Given entries START
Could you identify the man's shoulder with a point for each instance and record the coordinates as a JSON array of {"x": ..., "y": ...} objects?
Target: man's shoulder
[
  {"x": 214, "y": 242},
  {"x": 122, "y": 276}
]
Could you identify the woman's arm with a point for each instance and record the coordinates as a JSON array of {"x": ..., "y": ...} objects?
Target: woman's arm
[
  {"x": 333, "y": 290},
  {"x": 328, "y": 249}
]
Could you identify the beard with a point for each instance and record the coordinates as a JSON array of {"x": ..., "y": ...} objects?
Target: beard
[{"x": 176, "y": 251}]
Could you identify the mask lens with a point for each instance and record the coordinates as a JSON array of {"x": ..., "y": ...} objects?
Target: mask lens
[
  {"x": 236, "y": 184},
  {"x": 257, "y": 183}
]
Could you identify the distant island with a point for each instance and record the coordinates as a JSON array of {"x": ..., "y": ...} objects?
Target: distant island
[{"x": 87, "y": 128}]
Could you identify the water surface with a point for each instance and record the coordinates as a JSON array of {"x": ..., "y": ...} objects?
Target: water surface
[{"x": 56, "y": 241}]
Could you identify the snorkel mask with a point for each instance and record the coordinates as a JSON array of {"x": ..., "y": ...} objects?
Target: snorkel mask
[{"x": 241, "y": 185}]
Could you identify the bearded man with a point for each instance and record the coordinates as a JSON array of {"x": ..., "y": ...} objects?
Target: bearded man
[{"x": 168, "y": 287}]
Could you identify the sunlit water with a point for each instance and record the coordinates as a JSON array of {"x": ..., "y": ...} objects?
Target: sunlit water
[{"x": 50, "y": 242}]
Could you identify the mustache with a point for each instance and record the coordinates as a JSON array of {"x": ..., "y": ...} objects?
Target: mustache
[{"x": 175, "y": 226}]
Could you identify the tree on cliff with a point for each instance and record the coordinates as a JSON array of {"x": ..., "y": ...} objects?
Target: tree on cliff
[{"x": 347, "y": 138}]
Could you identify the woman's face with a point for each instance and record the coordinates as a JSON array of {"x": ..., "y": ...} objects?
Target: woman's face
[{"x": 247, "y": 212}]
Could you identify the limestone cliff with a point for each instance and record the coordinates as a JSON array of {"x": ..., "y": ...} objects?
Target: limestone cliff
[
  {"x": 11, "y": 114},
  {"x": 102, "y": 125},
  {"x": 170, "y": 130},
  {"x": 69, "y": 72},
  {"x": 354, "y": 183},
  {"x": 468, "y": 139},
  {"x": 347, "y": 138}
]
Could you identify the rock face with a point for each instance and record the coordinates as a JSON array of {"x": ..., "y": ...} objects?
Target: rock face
Given entries END
- Exercise
Using the records above, copy exactly the lines from the one containing "Target: woman's face" through the last, inclusive, and nothing else.

- Response box
Target: woman's face
[{"x": 247, "y": 212}]
Could you identify the limestone cliff with a point for each instance and record the coordinates as a JSON array of {"x": ..., "y": ...} objects?
Target: limestone cliff
[
  {"x": 11, "y": 114},
  {"x": 102, "y": 125},
  {"x": 170, "y": 130},
  {"x": 69, "y": 72},
  {"x": 354, "y": 183},
  {"x": 468, "y": 139},
  {"x": 347, "y": 138}
]
Could you identify the rock face with a point for each instance and record the coordinates as a JSON array of {"x": ..., "y": ...} objects?
Target: rock face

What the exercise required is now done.